[Position identification records]
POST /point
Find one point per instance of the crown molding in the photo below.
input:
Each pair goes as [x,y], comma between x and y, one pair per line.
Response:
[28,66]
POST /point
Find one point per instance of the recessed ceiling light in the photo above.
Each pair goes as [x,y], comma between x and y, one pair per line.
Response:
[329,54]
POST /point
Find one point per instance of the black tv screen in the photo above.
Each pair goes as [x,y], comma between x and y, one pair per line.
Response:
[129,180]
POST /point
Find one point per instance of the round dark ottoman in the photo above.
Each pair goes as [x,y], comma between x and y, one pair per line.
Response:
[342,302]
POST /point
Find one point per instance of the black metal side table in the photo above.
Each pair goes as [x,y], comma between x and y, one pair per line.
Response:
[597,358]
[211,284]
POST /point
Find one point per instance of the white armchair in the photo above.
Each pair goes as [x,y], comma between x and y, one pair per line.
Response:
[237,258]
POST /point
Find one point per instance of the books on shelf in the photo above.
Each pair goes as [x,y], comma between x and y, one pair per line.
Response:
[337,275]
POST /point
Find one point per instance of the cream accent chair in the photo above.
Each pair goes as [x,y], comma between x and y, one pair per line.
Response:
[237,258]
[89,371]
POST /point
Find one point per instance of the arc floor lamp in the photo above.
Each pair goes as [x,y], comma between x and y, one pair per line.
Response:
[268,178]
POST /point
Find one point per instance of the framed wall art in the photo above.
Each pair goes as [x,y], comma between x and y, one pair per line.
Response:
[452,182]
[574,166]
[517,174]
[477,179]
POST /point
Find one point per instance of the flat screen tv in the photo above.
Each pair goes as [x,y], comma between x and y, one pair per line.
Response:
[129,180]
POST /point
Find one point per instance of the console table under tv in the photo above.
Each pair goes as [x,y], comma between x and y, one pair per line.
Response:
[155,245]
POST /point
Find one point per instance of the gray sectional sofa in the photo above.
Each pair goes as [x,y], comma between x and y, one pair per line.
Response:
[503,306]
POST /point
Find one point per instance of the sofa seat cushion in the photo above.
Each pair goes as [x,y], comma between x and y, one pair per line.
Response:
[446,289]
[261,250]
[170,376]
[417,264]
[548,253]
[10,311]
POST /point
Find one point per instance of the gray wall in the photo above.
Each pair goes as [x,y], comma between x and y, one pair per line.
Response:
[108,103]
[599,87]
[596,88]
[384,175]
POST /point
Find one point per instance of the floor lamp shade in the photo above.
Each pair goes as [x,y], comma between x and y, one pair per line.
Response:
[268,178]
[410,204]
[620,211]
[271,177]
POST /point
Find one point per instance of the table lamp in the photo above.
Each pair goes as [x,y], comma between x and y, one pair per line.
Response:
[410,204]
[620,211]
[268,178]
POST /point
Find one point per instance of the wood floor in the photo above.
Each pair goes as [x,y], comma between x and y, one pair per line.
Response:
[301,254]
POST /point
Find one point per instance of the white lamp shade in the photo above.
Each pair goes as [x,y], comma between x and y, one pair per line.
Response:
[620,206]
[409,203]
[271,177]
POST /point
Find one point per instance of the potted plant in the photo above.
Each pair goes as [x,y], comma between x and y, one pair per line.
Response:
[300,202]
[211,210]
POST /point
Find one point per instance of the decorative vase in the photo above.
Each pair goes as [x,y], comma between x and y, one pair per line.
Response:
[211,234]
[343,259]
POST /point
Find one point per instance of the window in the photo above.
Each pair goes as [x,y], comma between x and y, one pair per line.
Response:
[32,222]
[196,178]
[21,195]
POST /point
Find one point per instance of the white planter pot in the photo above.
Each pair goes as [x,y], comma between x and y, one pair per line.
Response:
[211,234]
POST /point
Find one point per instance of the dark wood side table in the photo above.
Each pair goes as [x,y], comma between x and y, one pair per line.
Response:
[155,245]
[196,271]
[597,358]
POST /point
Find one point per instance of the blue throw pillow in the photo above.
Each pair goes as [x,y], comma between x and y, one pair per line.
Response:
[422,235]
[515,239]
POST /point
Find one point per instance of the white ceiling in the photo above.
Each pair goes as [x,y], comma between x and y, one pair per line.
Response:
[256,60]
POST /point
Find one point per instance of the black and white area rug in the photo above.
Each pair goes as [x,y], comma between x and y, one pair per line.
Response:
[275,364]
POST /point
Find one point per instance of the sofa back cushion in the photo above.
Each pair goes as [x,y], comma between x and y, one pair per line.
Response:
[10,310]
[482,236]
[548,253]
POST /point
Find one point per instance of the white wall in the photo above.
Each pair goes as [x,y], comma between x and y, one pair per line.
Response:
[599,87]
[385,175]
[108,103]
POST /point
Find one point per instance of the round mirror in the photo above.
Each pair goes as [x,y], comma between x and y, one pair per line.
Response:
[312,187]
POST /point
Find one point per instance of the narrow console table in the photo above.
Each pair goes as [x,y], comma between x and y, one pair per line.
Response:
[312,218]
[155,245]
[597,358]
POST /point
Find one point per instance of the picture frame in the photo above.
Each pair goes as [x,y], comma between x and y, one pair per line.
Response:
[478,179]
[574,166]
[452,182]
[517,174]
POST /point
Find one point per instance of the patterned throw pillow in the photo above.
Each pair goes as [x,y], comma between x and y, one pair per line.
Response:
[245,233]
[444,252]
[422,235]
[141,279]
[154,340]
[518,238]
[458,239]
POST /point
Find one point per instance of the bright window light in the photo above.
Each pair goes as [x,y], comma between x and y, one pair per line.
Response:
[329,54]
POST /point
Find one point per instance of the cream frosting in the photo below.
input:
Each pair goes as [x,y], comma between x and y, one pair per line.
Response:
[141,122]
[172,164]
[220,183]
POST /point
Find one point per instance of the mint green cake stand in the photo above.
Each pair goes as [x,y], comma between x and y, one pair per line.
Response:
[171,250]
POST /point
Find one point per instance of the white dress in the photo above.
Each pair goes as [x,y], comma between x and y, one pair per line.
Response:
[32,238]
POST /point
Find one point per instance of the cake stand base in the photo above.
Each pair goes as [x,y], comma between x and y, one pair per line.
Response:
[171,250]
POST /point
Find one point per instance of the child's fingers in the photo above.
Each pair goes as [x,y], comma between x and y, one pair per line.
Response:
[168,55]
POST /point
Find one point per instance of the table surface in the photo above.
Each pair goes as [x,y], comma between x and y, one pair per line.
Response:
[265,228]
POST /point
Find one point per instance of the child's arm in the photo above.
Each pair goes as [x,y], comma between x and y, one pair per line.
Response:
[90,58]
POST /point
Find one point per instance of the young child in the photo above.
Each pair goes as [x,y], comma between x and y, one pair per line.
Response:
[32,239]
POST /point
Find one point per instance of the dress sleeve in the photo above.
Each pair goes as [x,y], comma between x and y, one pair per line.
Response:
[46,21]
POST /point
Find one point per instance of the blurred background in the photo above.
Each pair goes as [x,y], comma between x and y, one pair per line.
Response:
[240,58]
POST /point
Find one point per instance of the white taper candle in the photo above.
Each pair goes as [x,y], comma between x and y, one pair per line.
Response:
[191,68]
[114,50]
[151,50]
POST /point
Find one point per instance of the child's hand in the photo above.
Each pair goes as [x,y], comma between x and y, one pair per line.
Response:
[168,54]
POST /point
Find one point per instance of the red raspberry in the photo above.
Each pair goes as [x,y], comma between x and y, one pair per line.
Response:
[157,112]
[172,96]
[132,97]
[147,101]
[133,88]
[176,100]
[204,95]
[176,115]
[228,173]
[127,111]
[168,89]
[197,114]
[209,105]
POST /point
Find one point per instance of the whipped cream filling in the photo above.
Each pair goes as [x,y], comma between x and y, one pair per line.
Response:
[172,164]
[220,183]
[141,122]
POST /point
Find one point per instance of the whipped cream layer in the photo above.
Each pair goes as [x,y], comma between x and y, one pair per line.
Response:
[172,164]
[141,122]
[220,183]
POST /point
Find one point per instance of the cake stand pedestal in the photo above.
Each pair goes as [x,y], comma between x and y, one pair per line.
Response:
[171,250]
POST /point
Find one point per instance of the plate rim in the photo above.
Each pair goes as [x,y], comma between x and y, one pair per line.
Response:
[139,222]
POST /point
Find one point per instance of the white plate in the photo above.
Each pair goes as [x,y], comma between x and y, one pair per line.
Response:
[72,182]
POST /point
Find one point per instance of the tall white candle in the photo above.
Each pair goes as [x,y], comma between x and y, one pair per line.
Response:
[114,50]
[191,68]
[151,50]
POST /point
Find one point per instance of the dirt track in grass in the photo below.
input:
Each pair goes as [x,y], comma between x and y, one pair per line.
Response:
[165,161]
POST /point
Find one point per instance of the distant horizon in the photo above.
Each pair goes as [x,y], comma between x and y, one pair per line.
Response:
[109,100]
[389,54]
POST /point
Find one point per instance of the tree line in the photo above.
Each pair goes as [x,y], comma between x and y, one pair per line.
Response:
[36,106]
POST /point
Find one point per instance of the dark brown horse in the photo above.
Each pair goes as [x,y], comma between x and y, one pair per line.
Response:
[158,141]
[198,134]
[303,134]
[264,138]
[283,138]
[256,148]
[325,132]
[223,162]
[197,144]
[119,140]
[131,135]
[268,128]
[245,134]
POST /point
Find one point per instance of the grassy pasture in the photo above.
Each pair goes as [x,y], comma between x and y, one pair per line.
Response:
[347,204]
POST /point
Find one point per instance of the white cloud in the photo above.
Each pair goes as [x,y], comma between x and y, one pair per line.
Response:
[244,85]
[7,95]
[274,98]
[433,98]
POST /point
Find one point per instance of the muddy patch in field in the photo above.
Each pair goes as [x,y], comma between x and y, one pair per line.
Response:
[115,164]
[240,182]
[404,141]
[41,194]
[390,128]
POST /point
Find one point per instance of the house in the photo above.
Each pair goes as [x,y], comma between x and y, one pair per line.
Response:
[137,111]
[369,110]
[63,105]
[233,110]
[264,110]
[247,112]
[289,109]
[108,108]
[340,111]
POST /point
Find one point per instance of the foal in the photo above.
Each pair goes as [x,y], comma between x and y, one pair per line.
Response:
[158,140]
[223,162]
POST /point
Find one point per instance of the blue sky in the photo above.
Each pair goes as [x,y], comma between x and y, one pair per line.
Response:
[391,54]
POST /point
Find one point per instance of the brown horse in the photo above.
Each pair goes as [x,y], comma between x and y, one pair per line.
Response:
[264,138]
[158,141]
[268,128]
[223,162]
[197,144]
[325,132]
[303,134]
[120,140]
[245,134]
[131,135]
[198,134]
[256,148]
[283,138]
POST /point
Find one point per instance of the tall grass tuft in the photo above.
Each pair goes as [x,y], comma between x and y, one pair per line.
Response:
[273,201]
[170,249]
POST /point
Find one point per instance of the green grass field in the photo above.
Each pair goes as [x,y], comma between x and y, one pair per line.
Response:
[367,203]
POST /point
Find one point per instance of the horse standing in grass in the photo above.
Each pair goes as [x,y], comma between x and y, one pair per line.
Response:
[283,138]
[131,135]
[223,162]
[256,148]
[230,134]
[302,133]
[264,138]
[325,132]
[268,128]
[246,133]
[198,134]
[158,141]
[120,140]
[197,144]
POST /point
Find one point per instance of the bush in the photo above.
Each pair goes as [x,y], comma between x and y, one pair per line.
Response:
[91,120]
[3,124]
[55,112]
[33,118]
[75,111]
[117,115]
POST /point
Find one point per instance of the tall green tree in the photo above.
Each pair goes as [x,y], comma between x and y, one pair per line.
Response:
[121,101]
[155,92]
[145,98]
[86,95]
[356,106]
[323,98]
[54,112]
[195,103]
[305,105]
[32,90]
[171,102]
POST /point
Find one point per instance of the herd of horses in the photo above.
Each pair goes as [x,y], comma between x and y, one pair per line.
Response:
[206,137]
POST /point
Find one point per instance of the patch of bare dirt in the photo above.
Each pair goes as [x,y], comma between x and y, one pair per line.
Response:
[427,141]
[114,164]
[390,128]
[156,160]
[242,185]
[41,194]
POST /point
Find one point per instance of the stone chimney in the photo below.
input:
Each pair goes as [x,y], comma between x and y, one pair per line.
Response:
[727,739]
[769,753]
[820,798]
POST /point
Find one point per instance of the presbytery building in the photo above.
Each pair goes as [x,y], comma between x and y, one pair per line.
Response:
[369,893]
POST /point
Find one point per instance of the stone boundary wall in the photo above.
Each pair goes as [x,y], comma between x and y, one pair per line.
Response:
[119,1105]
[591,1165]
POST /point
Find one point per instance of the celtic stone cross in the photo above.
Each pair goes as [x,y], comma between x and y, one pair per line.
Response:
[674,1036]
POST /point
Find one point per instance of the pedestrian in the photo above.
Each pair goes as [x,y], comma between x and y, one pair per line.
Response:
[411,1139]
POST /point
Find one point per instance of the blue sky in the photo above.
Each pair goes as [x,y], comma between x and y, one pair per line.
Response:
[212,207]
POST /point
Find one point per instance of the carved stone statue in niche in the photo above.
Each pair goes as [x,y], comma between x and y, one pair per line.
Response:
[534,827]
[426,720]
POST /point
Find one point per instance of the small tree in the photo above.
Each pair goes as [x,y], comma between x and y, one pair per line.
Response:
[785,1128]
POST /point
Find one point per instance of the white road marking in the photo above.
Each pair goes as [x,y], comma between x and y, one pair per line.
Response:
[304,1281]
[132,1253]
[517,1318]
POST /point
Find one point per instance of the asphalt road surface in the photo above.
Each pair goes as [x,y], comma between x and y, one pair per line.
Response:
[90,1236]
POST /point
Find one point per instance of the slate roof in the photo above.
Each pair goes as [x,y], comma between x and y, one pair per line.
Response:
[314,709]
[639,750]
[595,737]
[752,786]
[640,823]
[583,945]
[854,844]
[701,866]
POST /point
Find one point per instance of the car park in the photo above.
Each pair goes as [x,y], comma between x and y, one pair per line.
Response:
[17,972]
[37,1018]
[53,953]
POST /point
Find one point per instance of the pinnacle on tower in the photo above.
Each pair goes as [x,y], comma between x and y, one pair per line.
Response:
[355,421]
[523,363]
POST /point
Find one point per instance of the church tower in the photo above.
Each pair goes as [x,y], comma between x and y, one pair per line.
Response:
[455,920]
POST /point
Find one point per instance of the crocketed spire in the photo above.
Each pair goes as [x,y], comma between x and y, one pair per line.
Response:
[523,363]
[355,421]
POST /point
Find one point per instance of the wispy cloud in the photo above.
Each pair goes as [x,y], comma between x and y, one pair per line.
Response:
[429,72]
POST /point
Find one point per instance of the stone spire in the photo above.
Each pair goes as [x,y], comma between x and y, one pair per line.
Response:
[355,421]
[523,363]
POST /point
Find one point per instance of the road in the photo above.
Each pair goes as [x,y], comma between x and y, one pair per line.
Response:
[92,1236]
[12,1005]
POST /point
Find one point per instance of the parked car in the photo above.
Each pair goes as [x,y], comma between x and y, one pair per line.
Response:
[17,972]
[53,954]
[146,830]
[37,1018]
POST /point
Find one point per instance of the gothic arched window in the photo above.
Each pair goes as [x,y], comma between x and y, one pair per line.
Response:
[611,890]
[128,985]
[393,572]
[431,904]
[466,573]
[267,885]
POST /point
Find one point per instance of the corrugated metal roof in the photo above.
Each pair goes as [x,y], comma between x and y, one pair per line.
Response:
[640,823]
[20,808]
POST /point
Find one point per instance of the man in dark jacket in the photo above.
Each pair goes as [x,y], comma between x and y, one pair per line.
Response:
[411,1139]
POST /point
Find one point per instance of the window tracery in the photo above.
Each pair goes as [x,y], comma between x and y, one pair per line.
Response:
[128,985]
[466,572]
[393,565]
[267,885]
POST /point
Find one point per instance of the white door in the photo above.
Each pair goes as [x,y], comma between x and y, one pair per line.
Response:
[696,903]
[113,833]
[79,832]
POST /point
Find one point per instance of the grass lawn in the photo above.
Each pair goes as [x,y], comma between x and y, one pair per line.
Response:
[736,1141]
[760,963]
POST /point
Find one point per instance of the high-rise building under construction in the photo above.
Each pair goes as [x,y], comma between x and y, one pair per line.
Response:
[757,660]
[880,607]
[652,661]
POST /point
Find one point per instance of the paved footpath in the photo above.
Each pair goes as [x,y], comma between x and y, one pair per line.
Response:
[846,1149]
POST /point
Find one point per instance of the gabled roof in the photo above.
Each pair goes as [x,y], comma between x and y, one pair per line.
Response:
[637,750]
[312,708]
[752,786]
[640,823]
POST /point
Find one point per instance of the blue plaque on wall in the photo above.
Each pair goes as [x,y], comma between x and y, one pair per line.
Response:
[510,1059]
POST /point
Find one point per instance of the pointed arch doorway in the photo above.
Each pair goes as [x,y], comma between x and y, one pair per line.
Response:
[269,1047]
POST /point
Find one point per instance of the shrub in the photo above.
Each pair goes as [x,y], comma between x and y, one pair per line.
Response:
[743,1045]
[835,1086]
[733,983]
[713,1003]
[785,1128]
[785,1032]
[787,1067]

__What this task involves__: Locate every line in the items above that contains the word "dress", and copy each of those lines in full. Matching is case-sensitive.

__Answer to this problem__:
Find one point per instance of the white dress in the photo above.
Find one point per instance of the dress sleeve in the photo above.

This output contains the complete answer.